- **Quoted passage**:
★ ★ ★

Once you have a good hardware serial connection to your TiVo, fire up your favorite terminal program (I used Minicom) and set it to use the serial port, no dialing strings, flow control, or anything, 9600, 8,N,1 (if that doesn't work, try 38400,8,N,1). Plug your TiVo in and hit enter on your terminal once. The timing is a little tricky here. I've found that you need to do it within three seconds of plugging in the TiVo. Your mileage may vary. Don't wait for the TiVo to start showing graphics.

At the prompt, use the password "factory". Then, select X for "Extended Menu". Then select P for "Boot Parameters". The system will display your current boot parameters. They will include a reference to either hda4 or hda7. This is your primary boot partition. Remember it for later. Write it down if you have to. Select B to continue booting.


----------



## BTUx9 (Nov 13, 2003)

those instructions are VERY old... the default password is no longer factory, so that method isn't usable (plus, there is new anti-hacking protection that can't be overcome via serial only -- at least nobody has published it, if it does exist)

Hacking the tivo requires pulling the drive and modifying it using a PC running linux.


----------



## rrr22777 (Jul 31, 2002)

★ ★ ★

- **Records shown**:
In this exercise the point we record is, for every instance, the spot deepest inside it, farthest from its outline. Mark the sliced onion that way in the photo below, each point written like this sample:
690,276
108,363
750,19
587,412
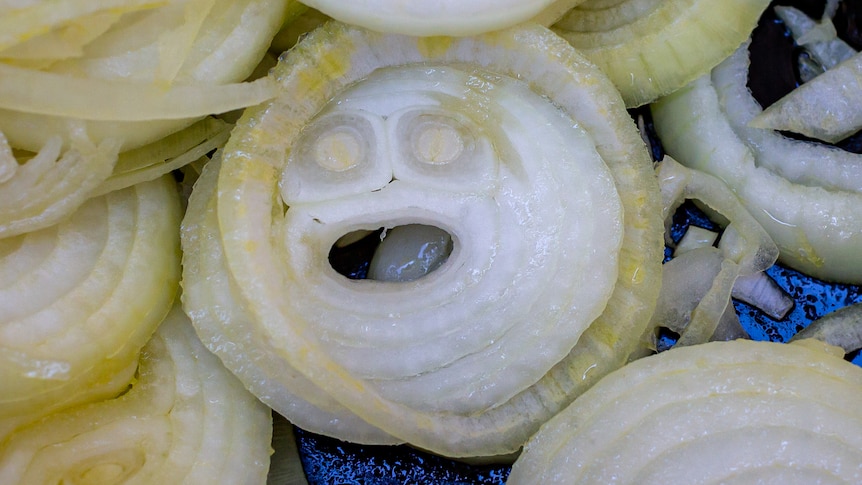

★ ★ ★

- **Set of tasks**:
**a.** Echo the passage of the TiVo forum thread starting at "## BTUx9 (Nov" and ending at "(Jul 31, 2002)", word for word.
**b.** Rewrite the listing with "sliced onion" changed to "halved lemon" and everything else left as it is. Omit the picture.

- **Completed exercise**:
**a.**
## BTUx9 (Nov 13, 2003)

those instructions are VERY old... the default password is no longer factory, so that method isn't usable (plus, there is new anti-hacking protection that can't be overcome via serial only -- at least nobody has published it, if it does exist)

Hacking the tivo requires pulling the drive and modifying it using a PC running linux.


----------



## rrr22777 (Jul 31, 2002)

**b.**
In this exercise the point we record is, for every instance, the spot deepest inside it, farthest from its outline. Mark the halved lemon that way in the photo below, each point written like this sample:
690,276
108,363
750,19
587,412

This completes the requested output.